Exercise task: Find each line in the listing below that contains the string "beach" and copy those lines out. Matching is case-sensitive.

[Location identification entries]

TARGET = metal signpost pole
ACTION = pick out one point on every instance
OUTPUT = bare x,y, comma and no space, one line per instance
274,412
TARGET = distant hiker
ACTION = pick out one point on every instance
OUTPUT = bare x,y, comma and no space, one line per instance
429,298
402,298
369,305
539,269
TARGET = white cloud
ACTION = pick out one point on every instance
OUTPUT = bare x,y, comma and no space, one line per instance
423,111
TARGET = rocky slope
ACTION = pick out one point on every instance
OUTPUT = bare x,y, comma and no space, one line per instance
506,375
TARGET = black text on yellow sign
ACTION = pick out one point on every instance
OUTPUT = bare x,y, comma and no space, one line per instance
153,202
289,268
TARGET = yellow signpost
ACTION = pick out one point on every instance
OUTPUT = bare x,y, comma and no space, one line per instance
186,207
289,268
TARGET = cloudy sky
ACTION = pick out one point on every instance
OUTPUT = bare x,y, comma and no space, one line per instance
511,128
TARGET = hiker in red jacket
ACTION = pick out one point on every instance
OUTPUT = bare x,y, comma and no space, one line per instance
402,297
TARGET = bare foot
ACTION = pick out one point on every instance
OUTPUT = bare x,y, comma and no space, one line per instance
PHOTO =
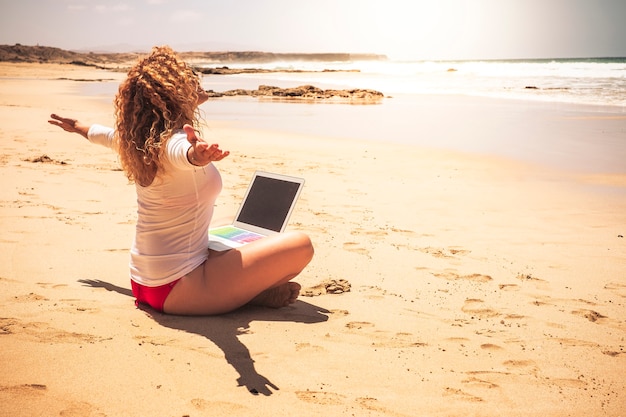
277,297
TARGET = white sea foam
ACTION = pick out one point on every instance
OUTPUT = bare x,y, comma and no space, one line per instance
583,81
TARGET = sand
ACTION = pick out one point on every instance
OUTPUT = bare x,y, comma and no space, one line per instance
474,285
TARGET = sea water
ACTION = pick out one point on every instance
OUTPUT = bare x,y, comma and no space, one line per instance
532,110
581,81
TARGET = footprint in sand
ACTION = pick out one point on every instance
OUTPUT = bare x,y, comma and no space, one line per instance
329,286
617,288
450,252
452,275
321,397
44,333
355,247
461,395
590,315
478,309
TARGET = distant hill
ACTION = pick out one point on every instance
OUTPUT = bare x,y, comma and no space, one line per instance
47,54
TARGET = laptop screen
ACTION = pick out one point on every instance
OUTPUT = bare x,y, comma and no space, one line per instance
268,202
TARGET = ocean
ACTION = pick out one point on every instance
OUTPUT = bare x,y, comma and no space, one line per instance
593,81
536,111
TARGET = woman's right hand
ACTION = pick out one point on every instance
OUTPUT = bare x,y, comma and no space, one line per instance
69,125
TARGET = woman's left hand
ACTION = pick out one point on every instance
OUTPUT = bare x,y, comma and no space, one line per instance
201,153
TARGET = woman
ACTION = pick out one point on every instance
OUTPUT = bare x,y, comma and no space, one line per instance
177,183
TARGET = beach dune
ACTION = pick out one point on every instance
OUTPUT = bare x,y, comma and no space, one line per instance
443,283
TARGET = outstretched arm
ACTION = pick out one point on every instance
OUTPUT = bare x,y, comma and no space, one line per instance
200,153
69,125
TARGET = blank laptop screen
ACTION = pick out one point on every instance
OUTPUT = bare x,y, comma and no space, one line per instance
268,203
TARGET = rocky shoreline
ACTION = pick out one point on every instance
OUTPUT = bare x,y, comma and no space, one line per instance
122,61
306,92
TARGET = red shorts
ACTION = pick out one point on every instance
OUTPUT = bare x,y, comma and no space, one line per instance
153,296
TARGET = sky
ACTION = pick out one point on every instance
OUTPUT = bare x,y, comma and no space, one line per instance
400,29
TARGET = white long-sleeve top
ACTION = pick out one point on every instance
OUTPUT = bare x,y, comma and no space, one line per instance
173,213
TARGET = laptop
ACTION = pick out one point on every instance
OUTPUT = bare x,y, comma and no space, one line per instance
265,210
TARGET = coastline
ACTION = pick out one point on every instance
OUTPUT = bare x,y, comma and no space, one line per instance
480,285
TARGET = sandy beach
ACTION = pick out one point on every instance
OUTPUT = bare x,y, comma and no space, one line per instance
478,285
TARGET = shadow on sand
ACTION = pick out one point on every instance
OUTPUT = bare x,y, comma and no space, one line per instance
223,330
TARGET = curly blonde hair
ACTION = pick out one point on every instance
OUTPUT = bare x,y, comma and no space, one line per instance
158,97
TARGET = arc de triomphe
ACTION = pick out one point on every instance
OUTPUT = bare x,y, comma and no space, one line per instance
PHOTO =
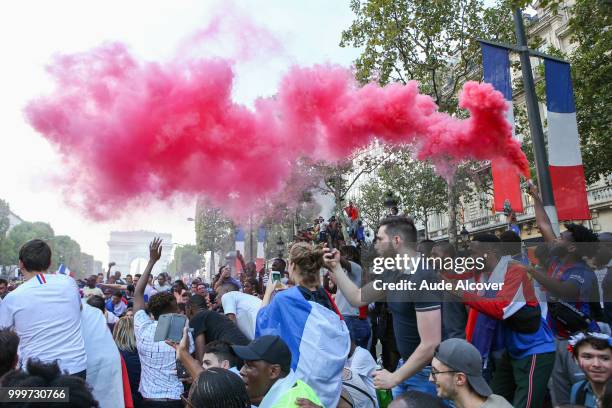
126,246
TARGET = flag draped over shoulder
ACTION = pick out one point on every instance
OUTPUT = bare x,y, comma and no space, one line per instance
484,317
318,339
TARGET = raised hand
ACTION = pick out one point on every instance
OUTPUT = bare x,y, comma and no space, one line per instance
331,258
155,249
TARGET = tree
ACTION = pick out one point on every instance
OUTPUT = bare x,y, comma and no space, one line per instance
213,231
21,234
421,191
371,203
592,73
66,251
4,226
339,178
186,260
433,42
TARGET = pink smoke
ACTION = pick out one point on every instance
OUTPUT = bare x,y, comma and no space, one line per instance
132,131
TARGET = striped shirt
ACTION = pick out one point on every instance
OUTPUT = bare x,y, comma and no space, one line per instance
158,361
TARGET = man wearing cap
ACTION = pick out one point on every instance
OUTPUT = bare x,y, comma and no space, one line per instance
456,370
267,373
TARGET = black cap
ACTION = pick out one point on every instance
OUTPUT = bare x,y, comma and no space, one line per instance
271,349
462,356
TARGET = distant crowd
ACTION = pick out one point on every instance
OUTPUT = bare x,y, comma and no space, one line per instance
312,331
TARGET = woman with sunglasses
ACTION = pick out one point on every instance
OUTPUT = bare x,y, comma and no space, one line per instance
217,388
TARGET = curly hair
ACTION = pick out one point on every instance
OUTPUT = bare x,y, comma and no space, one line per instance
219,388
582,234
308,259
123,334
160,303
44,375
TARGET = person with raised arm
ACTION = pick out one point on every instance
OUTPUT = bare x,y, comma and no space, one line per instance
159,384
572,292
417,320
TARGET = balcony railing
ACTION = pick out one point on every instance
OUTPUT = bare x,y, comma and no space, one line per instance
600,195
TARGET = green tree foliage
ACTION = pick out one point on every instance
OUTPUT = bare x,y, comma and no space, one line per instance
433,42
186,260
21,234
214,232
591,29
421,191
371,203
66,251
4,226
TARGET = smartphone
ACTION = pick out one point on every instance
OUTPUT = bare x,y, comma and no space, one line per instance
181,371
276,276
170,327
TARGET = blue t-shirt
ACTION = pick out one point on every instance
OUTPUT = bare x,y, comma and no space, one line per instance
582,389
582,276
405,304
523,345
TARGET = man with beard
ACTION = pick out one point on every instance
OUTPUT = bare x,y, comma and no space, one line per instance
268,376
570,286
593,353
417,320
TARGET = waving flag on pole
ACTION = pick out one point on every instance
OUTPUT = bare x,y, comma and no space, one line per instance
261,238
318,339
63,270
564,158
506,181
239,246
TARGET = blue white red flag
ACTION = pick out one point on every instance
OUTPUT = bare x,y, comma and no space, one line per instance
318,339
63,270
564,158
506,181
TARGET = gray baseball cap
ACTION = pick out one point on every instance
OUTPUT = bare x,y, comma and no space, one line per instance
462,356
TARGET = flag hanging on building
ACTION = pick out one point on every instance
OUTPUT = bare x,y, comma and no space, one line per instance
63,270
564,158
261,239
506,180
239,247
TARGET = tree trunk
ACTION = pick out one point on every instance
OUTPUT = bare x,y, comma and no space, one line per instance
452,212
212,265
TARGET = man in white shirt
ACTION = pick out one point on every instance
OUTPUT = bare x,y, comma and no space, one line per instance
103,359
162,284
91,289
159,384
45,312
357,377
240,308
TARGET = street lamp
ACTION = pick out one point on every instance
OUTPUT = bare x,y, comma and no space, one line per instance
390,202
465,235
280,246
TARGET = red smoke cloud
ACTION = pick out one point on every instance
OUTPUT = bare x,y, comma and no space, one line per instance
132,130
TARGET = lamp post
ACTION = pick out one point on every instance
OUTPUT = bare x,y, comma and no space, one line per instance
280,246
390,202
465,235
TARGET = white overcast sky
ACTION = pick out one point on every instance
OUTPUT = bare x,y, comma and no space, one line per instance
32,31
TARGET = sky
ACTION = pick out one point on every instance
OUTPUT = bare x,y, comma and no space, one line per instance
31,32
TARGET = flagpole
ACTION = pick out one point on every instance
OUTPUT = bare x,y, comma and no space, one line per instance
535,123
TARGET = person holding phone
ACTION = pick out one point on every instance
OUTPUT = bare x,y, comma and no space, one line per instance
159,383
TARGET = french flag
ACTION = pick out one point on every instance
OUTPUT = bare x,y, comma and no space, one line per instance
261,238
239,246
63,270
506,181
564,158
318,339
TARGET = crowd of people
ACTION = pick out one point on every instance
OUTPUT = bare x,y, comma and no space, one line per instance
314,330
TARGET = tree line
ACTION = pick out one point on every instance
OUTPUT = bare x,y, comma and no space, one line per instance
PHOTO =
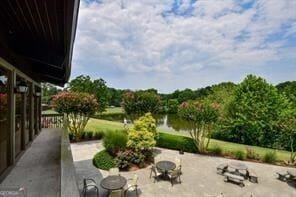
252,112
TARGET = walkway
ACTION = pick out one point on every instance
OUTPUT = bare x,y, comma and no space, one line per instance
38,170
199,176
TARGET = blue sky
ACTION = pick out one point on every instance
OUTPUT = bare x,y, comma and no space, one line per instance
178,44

...

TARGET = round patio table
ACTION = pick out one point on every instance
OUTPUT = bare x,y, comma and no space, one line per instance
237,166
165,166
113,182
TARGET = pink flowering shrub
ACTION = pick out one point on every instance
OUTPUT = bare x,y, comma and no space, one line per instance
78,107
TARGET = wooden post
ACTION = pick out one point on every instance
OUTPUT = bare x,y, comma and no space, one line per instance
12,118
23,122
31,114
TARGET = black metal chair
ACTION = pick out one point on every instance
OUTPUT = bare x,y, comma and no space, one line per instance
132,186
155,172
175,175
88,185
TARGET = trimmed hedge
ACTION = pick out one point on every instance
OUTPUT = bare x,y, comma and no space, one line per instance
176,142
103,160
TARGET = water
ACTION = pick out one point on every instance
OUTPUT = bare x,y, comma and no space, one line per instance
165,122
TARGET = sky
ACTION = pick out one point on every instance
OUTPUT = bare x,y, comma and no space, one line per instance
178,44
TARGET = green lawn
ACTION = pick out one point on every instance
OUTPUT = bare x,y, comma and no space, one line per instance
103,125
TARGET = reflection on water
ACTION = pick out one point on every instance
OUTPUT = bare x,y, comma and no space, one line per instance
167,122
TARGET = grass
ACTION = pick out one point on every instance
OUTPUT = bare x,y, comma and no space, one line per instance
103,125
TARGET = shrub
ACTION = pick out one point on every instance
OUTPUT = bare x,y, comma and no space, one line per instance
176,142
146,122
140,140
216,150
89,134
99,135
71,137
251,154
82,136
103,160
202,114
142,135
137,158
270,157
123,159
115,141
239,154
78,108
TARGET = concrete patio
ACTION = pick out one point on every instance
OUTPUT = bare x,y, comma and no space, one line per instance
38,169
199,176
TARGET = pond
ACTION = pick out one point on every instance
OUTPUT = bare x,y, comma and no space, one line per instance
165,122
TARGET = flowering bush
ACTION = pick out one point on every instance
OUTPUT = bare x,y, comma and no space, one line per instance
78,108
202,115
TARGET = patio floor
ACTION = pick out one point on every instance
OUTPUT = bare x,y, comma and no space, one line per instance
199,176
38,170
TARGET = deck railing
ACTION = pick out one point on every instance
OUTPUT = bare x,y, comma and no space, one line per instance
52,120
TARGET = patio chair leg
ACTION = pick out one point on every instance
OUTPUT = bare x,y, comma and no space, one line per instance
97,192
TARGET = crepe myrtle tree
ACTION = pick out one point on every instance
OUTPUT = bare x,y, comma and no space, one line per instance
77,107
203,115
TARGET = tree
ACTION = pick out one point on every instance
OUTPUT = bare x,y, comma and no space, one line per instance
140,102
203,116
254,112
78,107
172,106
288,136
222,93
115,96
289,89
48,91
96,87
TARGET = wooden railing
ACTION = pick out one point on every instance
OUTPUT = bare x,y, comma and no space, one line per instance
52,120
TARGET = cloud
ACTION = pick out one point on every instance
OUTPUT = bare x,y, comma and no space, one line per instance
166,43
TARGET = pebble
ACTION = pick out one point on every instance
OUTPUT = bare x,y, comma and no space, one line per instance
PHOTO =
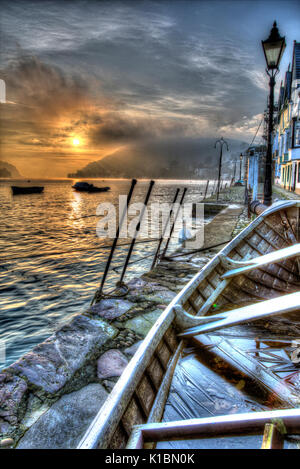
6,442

Finished exercise:
TARGET = beach dune
TARGET = sandy beach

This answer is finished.